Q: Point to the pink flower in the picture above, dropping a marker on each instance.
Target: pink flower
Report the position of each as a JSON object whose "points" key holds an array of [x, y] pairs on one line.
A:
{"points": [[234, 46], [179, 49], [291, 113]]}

--

Your goal -
Add 146 to every x and y coordinate in the answers, then write out all the lines of the items above again in full, with everything outside the answers left unchanged.

Full solution -
Q: Point to the pink flower in the picture above, dropping a marker on each instance.
Target: pink flower
Report the position of each as a JSON object whose "points" key holds an array of [x, y] pairs on one line.
A:
{"points": [[380, 192], [325, 195], [437, 259]]}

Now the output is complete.